** Input material **

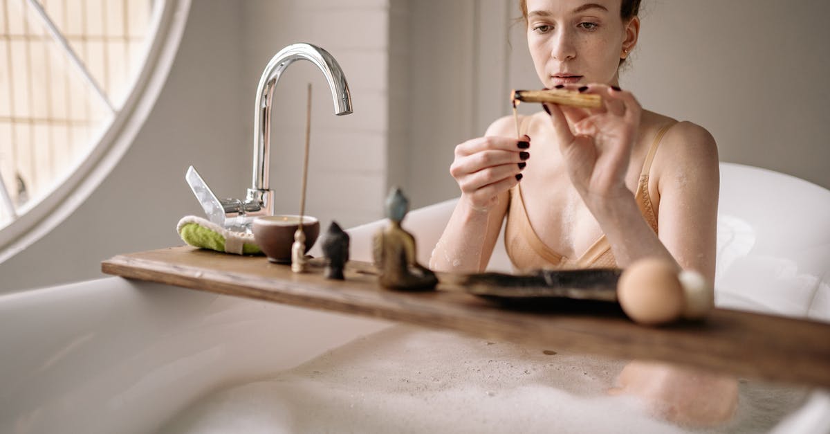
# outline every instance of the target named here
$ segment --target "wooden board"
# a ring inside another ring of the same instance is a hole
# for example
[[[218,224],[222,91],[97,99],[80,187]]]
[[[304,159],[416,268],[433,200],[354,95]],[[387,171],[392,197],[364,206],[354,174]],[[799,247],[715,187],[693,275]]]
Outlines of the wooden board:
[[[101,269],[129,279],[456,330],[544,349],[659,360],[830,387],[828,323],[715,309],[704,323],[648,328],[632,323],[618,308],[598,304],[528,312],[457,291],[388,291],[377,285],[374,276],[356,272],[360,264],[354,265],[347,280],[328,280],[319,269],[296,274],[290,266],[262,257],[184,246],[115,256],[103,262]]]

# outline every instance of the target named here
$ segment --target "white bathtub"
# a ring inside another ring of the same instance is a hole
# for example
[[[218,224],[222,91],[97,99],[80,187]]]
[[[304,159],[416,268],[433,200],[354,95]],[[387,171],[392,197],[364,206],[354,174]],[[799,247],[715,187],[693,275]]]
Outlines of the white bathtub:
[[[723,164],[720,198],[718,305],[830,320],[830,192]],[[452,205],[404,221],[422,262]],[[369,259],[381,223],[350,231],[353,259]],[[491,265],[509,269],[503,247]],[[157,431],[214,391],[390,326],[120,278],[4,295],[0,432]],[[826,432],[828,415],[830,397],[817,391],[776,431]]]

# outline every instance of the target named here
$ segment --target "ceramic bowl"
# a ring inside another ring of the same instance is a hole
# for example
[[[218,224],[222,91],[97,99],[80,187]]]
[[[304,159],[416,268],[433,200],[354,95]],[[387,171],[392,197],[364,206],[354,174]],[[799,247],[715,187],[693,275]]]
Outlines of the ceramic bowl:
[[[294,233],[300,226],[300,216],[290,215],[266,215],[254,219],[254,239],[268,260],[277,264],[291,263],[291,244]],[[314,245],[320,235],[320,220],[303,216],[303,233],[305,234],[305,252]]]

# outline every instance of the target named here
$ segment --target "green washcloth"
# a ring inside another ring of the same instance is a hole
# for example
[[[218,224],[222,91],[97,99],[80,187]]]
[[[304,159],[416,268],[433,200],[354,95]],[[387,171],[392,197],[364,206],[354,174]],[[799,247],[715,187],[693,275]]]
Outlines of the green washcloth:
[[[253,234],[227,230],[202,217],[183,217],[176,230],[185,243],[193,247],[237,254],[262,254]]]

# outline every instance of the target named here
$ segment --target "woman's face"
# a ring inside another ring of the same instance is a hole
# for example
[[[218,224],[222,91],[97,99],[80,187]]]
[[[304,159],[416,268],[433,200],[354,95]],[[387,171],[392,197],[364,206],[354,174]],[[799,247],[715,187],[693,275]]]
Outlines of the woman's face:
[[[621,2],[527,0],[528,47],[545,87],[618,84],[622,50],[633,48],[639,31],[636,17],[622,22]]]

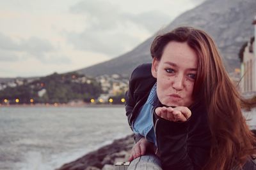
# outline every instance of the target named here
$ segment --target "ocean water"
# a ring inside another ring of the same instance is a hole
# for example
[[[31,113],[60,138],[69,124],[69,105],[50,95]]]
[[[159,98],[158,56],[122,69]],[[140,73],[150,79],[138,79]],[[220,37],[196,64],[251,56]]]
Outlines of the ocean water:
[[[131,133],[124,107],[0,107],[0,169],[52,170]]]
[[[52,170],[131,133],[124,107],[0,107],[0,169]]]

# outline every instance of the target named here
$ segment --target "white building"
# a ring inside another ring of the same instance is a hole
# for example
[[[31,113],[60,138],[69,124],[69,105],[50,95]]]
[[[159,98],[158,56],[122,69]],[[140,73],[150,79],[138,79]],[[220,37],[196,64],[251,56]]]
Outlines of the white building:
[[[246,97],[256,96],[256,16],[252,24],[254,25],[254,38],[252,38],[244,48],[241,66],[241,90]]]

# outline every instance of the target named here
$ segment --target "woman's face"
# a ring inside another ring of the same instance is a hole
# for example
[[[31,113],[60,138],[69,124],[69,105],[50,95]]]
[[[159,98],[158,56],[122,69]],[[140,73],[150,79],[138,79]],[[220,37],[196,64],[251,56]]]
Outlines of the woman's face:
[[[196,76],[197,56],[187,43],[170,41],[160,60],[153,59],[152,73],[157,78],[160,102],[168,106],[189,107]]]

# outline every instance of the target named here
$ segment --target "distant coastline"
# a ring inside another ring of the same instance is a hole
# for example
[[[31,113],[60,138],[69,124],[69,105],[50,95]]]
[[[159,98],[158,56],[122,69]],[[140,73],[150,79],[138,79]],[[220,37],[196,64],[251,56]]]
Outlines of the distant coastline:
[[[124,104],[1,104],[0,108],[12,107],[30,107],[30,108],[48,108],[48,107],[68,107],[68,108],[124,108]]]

** Work to complete **
Identify each line in the items above that contains the word "Outlines", and copy every such line in full.

** Expected answer **
Outlines of the wooden board:
Outlines of the white bathtub:
Outlines of the ceramic bowl:
Outlines of the green washcloth:
Outlines of the woman's face:
Outlines of the ocean water:
Outlines of the white building:
Outlines of the woman's face:
Outlines of the distant coastline:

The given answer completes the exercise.